Texto seleccionado:
══════════════════════════════
Jorge de Oteiza y la Escuela Vasca de Arte contemporáneo

A mediados de los años sesenta se inició en el País Vasco un proceso de acercamiento entre artistas y pensadores alrededor de la figura del escultor Jorge de Oteiza. El proyecto de Oteiza tenía como objetivo inmediato la creación de una Escuela Vasca de Arte Contemporáneo desde la que las distintas disciplinas estéticas pudieran dialogar e intercambiar información, buscando en su síntesis la creación de un modelo de comportamiento, de educación estética al servicio de la sociedad, que hiciera del niño el centro del proceso creativo. El mayor atractivo del proyecto no era su carga utópica, por más que fuera también su mayor inconveniente, sino que por primera vez el modelo de artista autocentrado (tal y como lo define la terminología creada por Txepetx) emergía en el deteriorado panorama cultural vasco. Como acción previa, pero inmediata en su anticipación a todo este proyecto de movilización, la eclosión de este nuevo pensamiento ya había convulsionado todo el paisaje de la cultura vasca a través de la obra Quosque tandem...! de la que pronto se celebrará el cuarenta aniversario. La cronología y la velocidad de lo sucedido en aquellos años se dispara. Es el año 1965, momento en el que se comienza a rodar Ama Lur, la película de Fernando Larruquert y Néstor Basterrechea. Fue el tiempo en que mi mujer, Marian Arregi, y yo conocimos a Jorge de Oteiza y a Itziar Carreño, su mujer. Esta importante circunstancia permitió enderezar en sus prolegómenos, lo que era un principio de crisis en la búsqueda de una identidad sustraída; de ahí que esta personal aventura tuviera todos los rasgos de una iniciación que, como escribe el historiador de las religiones Joseph Campbell: «es siempre y en todas partes un pasar más allá del velo de lo conocido a lo desconocido».

A la búsqueda de la tradición.
══════════════════════════════
Tareas a realizar:
• a. Responde estas preguntas según el texto sobre Jorge de Oteiza:
(i) ¿Cuál era el objetivo inmediato del proyecto de Oteiza?
(ii) ¿En qué año se comienza a rodar Ama Lur?
(iii) ¿Cómo se llama la mujer de Jorge de Oteiza?
• b. Indica si cada afirmación coincide con el texto sobre Jorge de Oteiza. Justifica cada respuesta con las palabras exactas del texto.
(i) El mayor atractivo del proyecto era su carga utópica.
(ii) Ama Lur es una película de Fernando Larruquert y Néstor Basterrechea.
(iii) El proyecto buscaba hacer del niño el centro del proceso creativo.
• c. Reanuda el texto sobre Jorge de Oteiza a partir de su última línea y sigue escribiéndolo.

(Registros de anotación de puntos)
══════════════════════════════
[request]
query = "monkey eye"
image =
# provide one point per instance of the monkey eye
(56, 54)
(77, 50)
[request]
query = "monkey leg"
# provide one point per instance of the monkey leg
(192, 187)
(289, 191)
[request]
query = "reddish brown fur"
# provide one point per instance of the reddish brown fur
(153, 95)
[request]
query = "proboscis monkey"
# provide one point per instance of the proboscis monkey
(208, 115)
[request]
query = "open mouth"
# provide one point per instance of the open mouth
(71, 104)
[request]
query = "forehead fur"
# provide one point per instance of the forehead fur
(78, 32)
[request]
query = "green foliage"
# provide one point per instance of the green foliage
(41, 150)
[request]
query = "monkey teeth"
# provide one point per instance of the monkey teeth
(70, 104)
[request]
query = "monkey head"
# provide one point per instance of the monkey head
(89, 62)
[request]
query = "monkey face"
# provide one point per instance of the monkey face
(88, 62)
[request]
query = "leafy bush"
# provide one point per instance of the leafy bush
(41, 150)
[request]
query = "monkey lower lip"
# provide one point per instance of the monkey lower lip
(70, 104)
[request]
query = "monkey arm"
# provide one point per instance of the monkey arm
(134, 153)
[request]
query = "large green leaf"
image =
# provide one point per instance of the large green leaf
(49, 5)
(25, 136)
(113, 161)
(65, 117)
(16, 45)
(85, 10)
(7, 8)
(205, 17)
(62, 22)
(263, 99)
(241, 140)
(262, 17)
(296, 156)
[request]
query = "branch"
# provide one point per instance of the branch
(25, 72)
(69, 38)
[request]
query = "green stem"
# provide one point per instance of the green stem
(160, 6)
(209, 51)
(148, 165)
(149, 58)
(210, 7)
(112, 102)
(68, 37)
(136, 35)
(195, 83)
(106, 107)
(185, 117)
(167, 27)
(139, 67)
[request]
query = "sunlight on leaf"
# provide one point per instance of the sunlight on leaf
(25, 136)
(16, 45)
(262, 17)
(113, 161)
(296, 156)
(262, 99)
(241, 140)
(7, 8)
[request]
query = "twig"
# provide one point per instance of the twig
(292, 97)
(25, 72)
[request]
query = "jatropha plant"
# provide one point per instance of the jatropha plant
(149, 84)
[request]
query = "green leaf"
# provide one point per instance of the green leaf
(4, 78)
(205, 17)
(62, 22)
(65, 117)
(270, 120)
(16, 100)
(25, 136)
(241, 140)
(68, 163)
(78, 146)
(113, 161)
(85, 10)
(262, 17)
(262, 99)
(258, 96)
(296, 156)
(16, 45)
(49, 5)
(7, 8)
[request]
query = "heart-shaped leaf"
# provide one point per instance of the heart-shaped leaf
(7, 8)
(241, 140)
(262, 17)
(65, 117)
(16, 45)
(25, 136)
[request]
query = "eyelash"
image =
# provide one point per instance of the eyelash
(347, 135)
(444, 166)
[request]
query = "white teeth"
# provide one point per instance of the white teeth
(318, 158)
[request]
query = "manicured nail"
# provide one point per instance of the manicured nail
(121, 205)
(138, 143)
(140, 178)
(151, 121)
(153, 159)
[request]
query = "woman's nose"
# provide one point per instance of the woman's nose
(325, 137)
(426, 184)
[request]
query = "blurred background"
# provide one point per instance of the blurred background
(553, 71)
══════════════════════════════
Resultados por tarea:
• a.
(i) La creación de una Escuela Vasca de Arte Contemporáneo.
(ii) En 1965.
(iii) Itziar Carreño.

• b.
(i) No: «El mayor atractivo del proyecto no era su carga utópica».
(ii) Sí: «la película de Fernando Larruquert y Néstor Basterrechea».
(iii) Sí: «que hiciera del niño el centro del proceso creativo».

• c.
La danza, un arte de símbolos en movimiento

Aunque intuitivamente teníamos construido un modelo de trabajo, el encuentro con Jorge de Oteiza y el resto de las personas y grupos que integraban la Escuela Vasca de Arte Contemporáneo, como Ez dok Amairu fue definitivo. Este importante grupo fue dotado de unas bases estratégicas tan firmes, que posibilitaron la construcción y desarrollo de una política cultural sin precedentes. En sus comienzos aglutinó diversas expresiones musicales entre las cuales estaba mi mujer como componente del trío Kemen. Ez dok Amairu y el propio Oteiza fueron muy importantes por el estimulo y trascendencia que supieron imprimir a aquellos primeros encuentros, con intercambio de información en reuniones y debates extraordinariamente vivos. Pero con todo, y en honor a una verdad que alguna vez podrá ser aireada, frecuentar círculos políticos de alto nivel, y no otra cosa, fue un privilegio que ha sido el soporte que nos ha traído hasta aquí. La tarea era ingente. Sobre todo teniendo en cuenta cual era el punto de partida: un grupo de jóvenes con una muy limitada preparación. Como personas preocupadas por nuestra cultura tradicional, pero desconectadas de la obra científica de Resurrección María de Azkue y el P. José Antonio de Donostia, del P. Hilario Olazarán de Estella, o de los maestros Jordá de Gallastegi y Javier Bello Portu, se precisaba de manera urgente retomar su legado poniendo en movimiento, con pasos y coreografías, toda la música de danza que huérfana de contexto, recogían los cancioneros, artículos y conferencias de todos ellos. Era tarea esencial la construcción de un «atlas de música coreográfica» (en aquel primer momento no conocíamos el de Jordá de Gallastegi) y un sistema de clasificación (los de Olazarán y Webster eran insuficientes) para poder completar la mayor cantidad posible de materiales y ver la situación real de las tradiciones dancísticas. Además de todo lo dicho, se daba la circunstancia de que al general desconocimiento que los grupos de danza folclórica tenían sobre materias histórico antropológicas, se añadía una necesidad urgente de restaurar algunos repertorios en sus estilos gestuales, en determinados movimientos básicos, deteriorados por guiños debidos a una deficiente interpretación de los hechos folclóricos y su naturaleza.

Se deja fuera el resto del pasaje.